Scan the entries and state how many lines contain "person". Write no other text.

(Image-grounded pointing data)

━━━━━━━━━━━━━━━━━━━━━━━━━━━━━━

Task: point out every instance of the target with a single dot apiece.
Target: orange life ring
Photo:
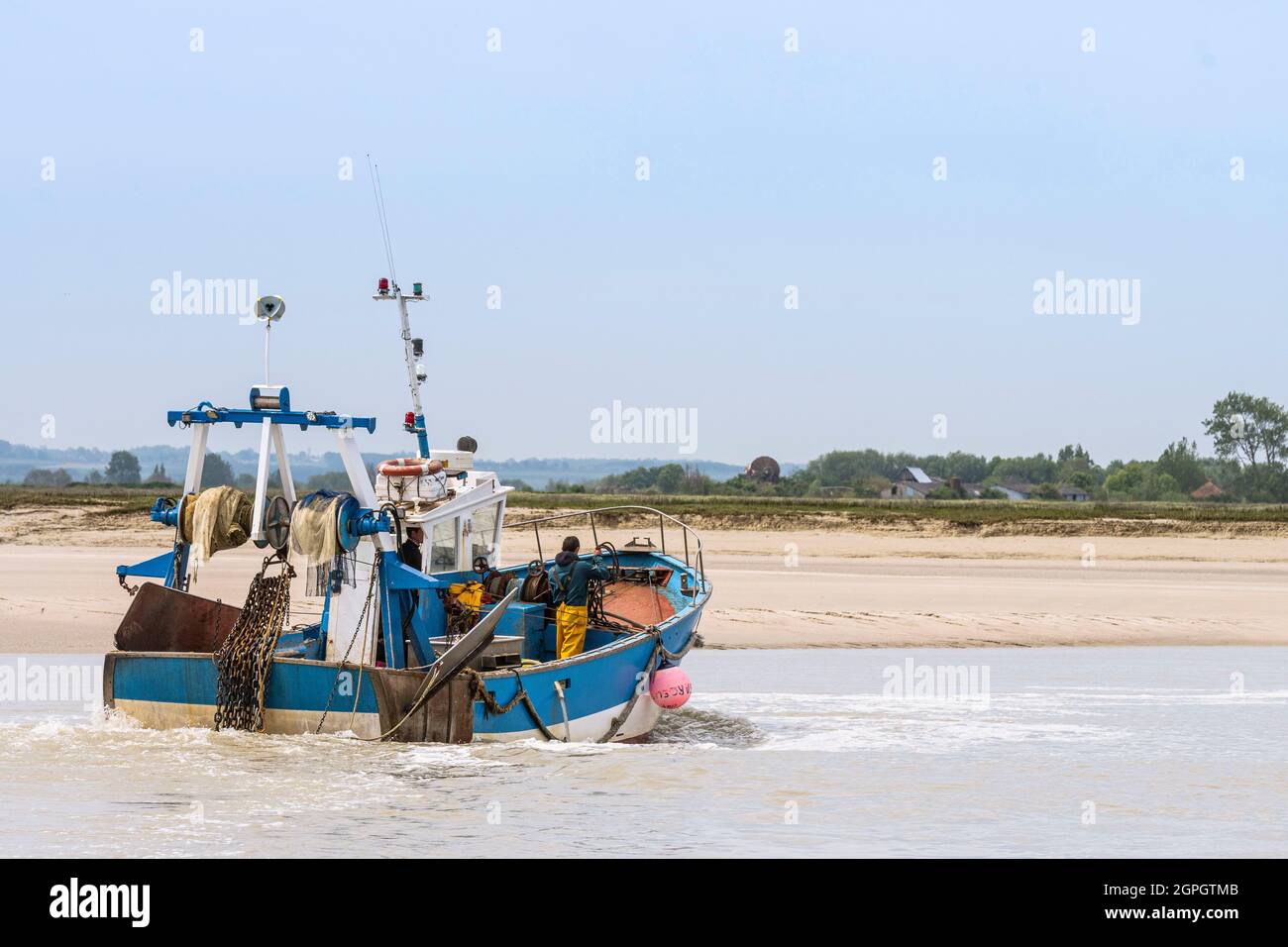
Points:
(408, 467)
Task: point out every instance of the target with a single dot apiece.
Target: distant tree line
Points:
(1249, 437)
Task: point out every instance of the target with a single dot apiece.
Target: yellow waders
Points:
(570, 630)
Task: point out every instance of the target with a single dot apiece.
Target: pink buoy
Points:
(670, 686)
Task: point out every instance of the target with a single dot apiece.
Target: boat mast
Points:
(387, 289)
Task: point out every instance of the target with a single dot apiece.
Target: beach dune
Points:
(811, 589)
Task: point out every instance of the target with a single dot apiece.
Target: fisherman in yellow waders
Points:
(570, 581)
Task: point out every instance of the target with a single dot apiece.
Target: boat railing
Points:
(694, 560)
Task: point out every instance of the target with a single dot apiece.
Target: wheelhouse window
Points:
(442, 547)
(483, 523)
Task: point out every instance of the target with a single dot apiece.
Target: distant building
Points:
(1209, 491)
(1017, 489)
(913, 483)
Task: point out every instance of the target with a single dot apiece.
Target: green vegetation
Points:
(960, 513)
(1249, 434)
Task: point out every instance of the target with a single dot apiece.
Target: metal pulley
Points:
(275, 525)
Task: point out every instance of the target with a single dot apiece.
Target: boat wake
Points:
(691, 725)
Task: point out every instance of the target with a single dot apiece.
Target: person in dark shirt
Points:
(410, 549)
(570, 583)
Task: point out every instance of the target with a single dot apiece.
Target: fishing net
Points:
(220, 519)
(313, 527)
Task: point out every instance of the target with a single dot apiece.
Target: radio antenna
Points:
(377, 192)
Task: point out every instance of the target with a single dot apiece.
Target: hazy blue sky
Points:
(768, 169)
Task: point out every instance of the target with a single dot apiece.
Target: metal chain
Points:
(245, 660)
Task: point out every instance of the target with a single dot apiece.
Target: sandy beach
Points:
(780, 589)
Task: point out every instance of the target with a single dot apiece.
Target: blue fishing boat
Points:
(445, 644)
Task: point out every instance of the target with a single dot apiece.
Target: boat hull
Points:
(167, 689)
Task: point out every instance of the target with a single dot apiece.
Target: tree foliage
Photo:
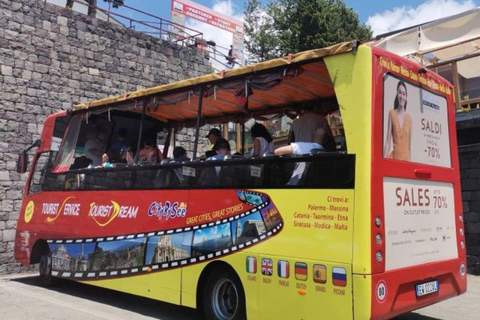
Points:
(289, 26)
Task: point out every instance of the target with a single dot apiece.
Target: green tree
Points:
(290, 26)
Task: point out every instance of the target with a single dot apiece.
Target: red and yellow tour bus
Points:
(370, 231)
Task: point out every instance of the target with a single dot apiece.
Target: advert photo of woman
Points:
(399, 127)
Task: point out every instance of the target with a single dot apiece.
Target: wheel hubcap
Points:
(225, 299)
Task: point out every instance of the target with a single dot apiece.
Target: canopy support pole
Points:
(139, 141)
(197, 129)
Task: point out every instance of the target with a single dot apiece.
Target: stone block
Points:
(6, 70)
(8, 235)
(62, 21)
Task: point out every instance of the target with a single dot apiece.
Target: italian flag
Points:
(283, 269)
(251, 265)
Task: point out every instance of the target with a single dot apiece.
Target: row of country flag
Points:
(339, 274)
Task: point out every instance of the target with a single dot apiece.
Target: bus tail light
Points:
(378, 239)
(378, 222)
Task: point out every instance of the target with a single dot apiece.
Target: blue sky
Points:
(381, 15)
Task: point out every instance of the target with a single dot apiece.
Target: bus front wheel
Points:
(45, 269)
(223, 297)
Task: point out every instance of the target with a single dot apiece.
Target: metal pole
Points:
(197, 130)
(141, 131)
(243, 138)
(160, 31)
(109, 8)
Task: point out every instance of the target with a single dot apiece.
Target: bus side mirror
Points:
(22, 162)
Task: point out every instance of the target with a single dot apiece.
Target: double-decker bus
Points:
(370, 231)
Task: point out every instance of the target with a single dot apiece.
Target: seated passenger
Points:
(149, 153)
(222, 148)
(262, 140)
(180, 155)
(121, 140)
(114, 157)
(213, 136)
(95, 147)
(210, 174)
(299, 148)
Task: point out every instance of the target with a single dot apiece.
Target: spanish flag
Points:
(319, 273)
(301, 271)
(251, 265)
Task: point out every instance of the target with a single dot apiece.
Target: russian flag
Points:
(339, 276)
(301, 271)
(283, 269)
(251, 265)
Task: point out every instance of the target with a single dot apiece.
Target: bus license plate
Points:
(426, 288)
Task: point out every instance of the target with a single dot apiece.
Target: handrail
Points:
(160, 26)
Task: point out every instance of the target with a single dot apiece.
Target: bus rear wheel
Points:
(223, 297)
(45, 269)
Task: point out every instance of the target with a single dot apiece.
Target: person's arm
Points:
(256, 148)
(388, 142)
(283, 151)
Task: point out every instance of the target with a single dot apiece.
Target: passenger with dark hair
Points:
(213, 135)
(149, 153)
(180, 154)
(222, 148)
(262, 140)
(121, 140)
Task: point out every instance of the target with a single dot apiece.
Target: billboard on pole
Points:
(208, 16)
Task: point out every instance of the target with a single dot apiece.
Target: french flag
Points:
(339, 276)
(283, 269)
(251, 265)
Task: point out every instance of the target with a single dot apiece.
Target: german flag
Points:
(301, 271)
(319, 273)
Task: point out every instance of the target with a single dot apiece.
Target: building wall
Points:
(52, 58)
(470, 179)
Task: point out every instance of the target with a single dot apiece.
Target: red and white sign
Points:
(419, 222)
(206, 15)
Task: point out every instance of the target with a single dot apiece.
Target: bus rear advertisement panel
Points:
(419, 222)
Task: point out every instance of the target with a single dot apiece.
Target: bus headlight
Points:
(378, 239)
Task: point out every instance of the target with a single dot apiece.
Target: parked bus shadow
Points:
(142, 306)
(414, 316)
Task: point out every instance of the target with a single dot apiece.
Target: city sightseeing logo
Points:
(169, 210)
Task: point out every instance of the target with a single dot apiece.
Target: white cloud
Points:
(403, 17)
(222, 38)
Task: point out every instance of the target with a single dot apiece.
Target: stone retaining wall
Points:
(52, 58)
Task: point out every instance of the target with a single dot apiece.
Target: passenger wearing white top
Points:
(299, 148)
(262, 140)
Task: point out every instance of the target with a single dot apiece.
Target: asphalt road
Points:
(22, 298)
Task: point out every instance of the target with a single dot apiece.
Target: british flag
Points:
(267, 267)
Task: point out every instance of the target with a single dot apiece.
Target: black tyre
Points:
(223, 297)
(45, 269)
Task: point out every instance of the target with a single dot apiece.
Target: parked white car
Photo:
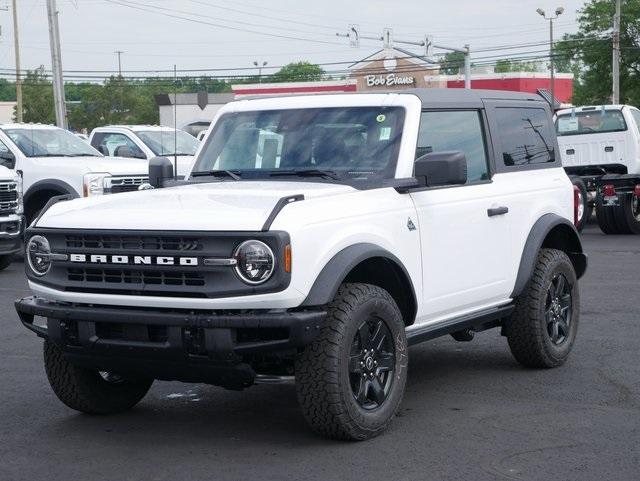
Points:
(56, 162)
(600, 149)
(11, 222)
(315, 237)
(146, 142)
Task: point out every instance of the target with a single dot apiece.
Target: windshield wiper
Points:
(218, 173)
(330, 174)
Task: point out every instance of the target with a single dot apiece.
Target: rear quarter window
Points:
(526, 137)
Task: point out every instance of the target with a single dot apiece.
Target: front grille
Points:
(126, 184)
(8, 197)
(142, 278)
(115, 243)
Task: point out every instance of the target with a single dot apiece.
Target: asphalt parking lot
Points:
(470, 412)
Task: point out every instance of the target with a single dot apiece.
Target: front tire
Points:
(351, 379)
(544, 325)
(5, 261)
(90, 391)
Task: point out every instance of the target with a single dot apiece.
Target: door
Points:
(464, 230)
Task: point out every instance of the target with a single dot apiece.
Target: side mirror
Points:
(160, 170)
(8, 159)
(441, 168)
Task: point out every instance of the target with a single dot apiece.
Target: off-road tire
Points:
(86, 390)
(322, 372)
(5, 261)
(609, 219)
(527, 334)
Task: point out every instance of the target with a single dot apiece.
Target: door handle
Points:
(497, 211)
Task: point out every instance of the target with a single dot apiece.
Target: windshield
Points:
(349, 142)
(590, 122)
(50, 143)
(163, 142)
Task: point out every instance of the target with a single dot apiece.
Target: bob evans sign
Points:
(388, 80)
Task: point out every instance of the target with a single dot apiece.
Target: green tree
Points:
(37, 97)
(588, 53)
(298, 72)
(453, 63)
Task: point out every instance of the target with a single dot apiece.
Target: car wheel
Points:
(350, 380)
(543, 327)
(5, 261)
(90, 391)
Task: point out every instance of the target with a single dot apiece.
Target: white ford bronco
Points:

━━━━━━━━━━━━━━━━━━━━━━━━━━━━━━

# [ANSWER SECTION]
2